→ **What you need to do**:
1 > Reproduce everything in the basketball forum thread from "## Coatesvillain (Jul" down to "in free agency.".
2 > In the basketball forum thread, how many points did Smith average last season?
3 > Carry the basketball forum thread forward from its last sentence.

→ **Selection**:
::::::::
If they'll pay him the whole MLE, let him go Billy.. let him go.


----------



## Slizeezyc (Feb 22, 2006)

Coatesvillain said:


> Why would a team work a sign and trade, when anyone can sign him with the mid-level exception?


Just let him have this one, it's not worth the migraine.


----------



## Coatesvillain (Jul 17, 2002)

> The Bulls were pleased that Smith flew in from Phoenix to meet with the coaching staff and Paxson at the Berto Center. The 12-year NBA veteran averaged 8.5 points and 6.2 rebounds in 65 games with the Nuggets and 76ers last season and is one of their main targets in free agency.
> 
> Sixers general manager Billy King has said publicly that re-signing the 6-foot-10-inch forward is a priority, and Smith, who played at Maryland, has a comfort level in the East.
::::::::
→ **Data extract**:
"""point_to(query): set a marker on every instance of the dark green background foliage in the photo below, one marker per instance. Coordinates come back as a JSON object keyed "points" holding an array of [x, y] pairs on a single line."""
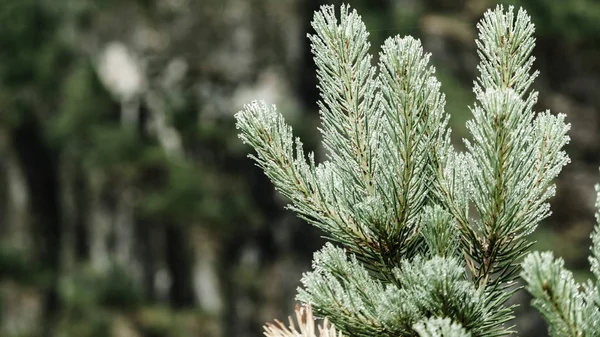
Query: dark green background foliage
{"points": [[105, 230]]}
::::::::
→ **Results of the tasks**:
1 >
## Coatesvillain (Jul 17, 2002)

> The Bulls were pleased that Smith flew in from Phoenix to meet with the coaching staff and Paxson at the Berto Center. The 12-year NBA veteran averaged 8.5 points and 6.2 rebounds in 65 games with the Nuggets and 76ers last season and is one of their main targets in free agency.

2 > 8.5 points.

3 >
> 
> But the Bulls, who likely would have to spend most or all of the midlevel salary cap exception of roughly $5.5 million to sign Smith, sold their vision and opportunity to win during a lunch with Smith, Paxson and coach Scott Skiles.


LINK


----------



## DieSlow69 (Apr 18, 2005)

Coatesvillain said:


> LINK



I hope Smith chooses the Bulls and they go ahead and sign him. I want to use the minutes Joe will get if we resign him and let some of the younger guys gain some experience.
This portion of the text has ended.